TASK REQUIREMENTS | Repeat each record exactly. Any picture gets left out.

Referring expression data
*-*-*

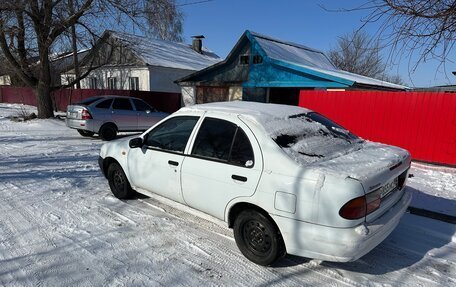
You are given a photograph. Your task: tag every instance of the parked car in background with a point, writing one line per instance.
(286, 179)
(107, 115)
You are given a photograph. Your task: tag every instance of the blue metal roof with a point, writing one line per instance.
(287, 64)
(309, 61)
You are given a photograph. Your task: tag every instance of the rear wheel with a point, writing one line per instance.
(108, 132)
(118, 182)
(86, 133)
(258, 238)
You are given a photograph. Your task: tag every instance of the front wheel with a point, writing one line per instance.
(85, 133)
(258, 238)
(108, 132)
(118, 182)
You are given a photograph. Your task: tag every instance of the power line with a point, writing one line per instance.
(193, 3)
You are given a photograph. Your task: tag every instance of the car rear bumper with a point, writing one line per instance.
(340, 244)
(101, 165)
(87, 125)
(78, 124)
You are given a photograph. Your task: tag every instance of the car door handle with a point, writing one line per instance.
(171, 162)
(238, 177)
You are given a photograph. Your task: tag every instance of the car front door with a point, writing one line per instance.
(156, 167)
(123, 115)
(225, 163)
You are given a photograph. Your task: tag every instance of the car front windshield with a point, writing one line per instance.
(311, 137)
(88, 101)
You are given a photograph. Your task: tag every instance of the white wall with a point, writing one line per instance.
(153, 78)
(122, 74)
(162, 79)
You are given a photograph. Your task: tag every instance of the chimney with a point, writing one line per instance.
(197, 43)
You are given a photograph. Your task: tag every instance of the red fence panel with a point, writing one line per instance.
(422, 122)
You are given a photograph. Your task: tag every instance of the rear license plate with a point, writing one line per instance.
(388, 188)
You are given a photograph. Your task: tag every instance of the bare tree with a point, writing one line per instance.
(358, 53)
(165, 20)
(32, 31)
(409, 27)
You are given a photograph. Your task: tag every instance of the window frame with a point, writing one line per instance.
(229, 162)
(242, 57)
(93, 83)
(114, 81)
(120, 99)
(152, 109)
(135, 85)
(189, 140)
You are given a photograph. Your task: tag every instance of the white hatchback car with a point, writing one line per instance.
(286, 179)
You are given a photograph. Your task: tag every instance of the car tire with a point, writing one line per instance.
(86, 133)
(118, 182)
(258, 238)
(108, 132)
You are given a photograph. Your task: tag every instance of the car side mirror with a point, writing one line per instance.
(135, 143)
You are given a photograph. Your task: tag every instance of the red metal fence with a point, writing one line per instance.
(167, 102)
(422, 122)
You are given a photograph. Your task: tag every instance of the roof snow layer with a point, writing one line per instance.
(169, 54)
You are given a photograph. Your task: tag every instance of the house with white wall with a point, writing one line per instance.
(122, 61)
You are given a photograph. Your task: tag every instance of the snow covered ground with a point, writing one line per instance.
(60, 226)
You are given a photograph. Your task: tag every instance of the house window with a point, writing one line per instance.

*-*-*

ANSWER FOR THIS EXERCISE |
You are given a photograph. Your task: tag every instance of the parked car in background with a point, writing one line per instance.
(286, 179)
(107, 115)
You are given a photograph. Your task: tag every instance of the blue metal roof with a point, writing one line per instance.
(287, 64)
(309, 61)
You are given a photograph. Your task: tag every instance of the rear wheel with a point, writing one line per instance.
(108, 132)
(118, 182)
(86, 133)
(258, 238)
You are given a photograph. Your task: tag every instance of the front wheel with a point, writing one line per instance.
(85, 133)
(258, 238)
(108, 132)
(118, 182)
You are given a photograph. Your task: tag every instance of the power line with a point, writing one line per instance.
(193, 3)
You are given a photograph. Your task: tag every instance of the car rear bumper with a point, writing one line per instance.
(340, 244)
(101, 165)
(87, 125)
(78, 124)
You are given a photograph. Your task: tag every instance of the car door handle with a point, writing one line per instance.
(171, 162)
(238, 177)
You are given a photograph. Your task: tag every instance of the car front door with a point, writing one line per instance.
(156, 167)
(123, 115)
(225, 163)
You are given a photograph. Your task: tag every instance of the car front windshield with a point, writing one line per instance.
(311, 137)
(88, 101)
You are given a photograph. Your task: tag every instance of the white wall with a point, writing one line per instance.
(153, 78)
(122, 74)
(162, 79)
You are given a photograph. Your task: tag every instance of the chimney with a point, writing one line per instance.
(197, 43)
You are given a photograph. Your task: tag every instance of the red fence panel with a point, writing one line per instance.
(422, 122)
You are given a photograph. Your task: tag every instance of the rear license plate with a point, writing one line per instance.
(388, 188)
You are given a photograph. Your task: tag every instance of the bare tree with a point, writing one line per instance.
(358, 53)
(165, 20)
(32, 31)
(409, 27)
You are given a photograph. Your task: tag every instance of the window frame with a point, writing one line per instance.
(229, 162)
(242, 57)
(93, 83)
(114, 81)
(120, 99)
(152, 109)
(135, 85)
(189, 140)
You are given a photograph. Your task: tag every instance of the white hatchback car with a point, writing one line per instance.
(286, 179)
You are given a photograph. Your task: tag every instance of the car tire with a point, writing one line per instance.
(86, 133)
(118, 182)
(258, 238)
(108, 132)
You are given a photograph. Your task: tag every instance of the car side mirror with a point, writing one line per instance.
(135, 143)
You are given a photograph. Your task: tag every instance of the red metal fence with a point, writing one line per instance.
(167, 102)
(422, 122)
You are given a photograph. Your task: tag every instance of the roof snow layer with a point, writing one line per instance.
(169, 54)
You are given a photograph. Your task: tag every instance of the house with white wall with a point, writing one line per instance.
(122, 61)
You are given a photograph. Your task: tag every instance of the snow covered ground with a point, writing one line per instance.
(60, 226)
You are given a photograph. Your task: tag every instance of the house window with a point, writing one line per instance.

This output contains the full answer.